● **Task goal**: How many lines below contain the string "your"? Reply with the figure and no further words.

START Data for processing

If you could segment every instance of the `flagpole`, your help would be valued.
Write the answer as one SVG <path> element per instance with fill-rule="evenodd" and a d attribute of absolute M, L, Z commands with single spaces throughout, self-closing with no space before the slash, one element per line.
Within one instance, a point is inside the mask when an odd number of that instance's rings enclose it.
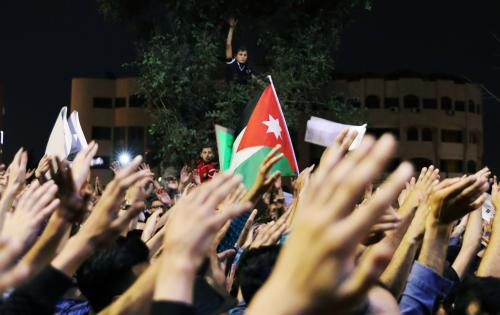
<path fill-rule="evenodd" d="M 290 138 L 290 132 L 288 132 L 288 126 L 287 126 L 287 123 L 286 123 L 285 115 L 283 114 L 283 110 L 281 109 L 280 99 L 278 98 L 278 93 L 276 93 L 276 89 L 274 88 L 274 83 L 273 83 L 273 79 L 271 78 L 271 75 L 268 75 L 267 79 L 271 83 L 271 89 L 273 90 L 274 97 L 276 98 L 276 102 L 278 103 L 278 108 L 280 110 L 281 116 L 283 117 L 283 121 L 285 122 L 285 128 L 287 130 L 288 141 L 290 141 L 290 144 L 292 145 L 292 148 L 291 148 L 292 149 L 292 155 L 293 155 L 293 159 L 295 161 L 295 165 L 297 165 L 297 169 L 298 169 L 297 175 L 298 175 L 299 170 L 300 170 L 299 163 L 297 162 L 297 158 L 295 157 L 295 150 L 293 149 L 293 142 L 292 142 L 292 139 Z"/>

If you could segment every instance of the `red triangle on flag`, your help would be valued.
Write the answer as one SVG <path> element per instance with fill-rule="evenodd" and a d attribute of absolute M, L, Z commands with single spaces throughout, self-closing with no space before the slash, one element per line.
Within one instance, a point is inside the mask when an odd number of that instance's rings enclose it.
<path fill-rule="evenodd" d="M 275 147 L 281 144 L 280 151 L 285 155 L 292 170 L 298 173 L 297 160 L 288 133 L 285 117 L 274 91 L 269 84 L 257 102 L 237 152 L 256 146 Z"/>

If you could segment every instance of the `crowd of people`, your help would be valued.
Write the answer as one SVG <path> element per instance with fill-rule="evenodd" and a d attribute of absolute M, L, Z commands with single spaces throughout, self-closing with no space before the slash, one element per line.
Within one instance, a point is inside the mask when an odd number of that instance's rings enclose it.
<path fill-rule="evenodd" d="M 20 149 L 0 172 L 0 314 L 500 313 L 496 177 L 386 174 L 396 140 L 355 137 L 289 185 L 277 146 L 248 189 L 209 148 L 167 176 L 115 164 L 104 188 L 95 142 L 34 171 Z"/>

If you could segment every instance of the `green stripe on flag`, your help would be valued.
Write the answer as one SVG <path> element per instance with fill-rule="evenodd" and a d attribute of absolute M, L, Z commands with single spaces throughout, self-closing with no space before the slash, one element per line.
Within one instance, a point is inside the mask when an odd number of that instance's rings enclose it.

END Data for processing

● **Output**: 4